* [Your task]:
Will you output the entries below exactly, skipping every image they contain?

[Opening Dataset section]

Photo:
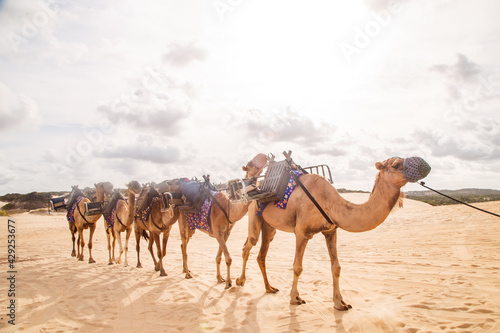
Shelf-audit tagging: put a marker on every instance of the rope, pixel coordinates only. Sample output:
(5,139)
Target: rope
(312,199)
(462,202)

[Closing Dataset section]

* [Output for this task]:
Photo:
Shelf-audit tagging: put a marker on every instance of the rope, pixel coordinates only. Sample output:
(5,139)
Target: rope
(312,199)
(462,202)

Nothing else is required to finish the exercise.